→ Task goal: When a line of the entries contains "background", please list that line.

Natural language region descriptions:

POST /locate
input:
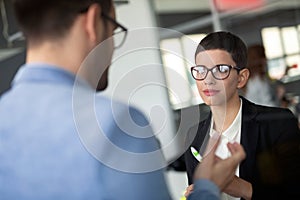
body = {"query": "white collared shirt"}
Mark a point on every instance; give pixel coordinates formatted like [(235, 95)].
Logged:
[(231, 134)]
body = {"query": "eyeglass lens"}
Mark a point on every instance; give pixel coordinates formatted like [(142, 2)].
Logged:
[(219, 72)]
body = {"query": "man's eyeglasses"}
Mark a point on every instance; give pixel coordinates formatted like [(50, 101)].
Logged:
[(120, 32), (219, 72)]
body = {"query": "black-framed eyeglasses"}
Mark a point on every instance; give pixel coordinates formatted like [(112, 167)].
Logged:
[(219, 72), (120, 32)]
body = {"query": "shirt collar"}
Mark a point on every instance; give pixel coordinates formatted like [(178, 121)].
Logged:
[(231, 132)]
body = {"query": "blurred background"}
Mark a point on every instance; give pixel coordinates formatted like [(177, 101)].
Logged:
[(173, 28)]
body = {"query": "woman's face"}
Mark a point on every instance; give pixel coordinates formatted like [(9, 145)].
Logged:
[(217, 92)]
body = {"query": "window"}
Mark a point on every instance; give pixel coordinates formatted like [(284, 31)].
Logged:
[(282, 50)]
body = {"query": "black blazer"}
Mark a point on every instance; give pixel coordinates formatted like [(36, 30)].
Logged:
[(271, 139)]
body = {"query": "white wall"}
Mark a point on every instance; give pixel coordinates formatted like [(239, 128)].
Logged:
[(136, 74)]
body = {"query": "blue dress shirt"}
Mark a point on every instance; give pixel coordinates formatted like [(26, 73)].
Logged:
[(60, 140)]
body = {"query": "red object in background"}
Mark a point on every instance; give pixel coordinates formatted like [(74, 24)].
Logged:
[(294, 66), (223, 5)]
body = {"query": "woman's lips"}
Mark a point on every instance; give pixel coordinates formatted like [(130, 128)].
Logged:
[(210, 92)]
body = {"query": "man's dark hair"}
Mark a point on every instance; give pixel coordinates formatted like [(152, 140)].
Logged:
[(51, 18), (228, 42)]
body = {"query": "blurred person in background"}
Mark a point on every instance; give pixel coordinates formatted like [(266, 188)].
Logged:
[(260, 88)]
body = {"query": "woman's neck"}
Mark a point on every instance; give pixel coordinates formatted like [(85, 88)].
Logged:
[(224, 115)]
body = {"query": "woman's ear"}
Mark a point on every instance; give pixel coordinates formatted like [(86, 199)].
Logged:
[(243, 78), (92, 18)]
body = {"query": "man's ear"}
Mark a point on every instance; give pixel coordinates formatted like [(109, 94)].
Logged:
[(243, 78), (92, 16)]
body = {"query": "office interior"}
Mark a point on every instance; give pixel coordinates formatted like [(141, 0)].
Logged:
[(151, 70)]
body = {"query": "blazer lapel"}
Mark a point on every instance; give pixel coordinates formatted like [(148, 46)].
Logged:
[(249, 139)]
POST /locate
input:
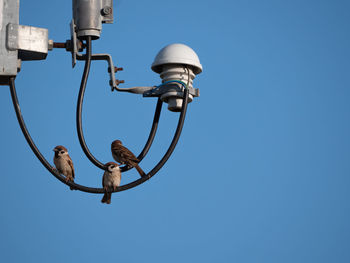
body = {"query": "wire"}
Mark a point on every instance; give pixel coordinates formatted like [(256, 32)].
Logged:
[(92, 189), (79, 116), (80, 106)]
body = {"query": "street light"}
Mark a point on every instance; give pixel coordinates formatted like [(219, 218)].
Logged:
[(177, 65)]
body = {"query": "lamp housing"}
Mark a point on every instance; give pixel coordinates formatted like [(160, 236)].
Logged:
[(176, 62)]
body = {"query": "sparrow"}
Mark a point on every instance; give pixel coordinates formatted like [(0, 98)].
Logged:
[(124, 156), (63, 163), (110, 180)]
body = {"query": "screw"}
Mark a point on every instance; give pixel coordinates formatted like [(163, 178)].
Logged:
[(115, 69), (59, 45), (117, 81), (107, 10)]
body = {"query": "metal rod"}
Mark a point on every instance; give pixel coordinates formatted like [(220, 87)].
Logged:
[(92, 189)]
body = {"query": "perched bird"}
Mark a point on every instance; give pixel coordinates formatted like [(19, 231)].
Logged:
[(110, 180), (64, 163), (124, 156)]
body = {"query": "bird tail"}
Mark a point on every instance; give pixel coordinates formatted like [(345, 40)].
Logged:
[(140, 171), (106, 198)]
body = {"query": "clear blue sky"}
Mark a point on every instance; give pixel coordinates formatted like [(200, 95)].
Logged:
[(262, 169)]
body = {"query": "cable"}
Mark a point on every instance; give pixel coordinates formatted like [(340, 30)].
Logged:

→ Final answer:
body = {"query": "blurred background"}
body = {"query": "red object in background"}
body = {"query": "blurred person in background"}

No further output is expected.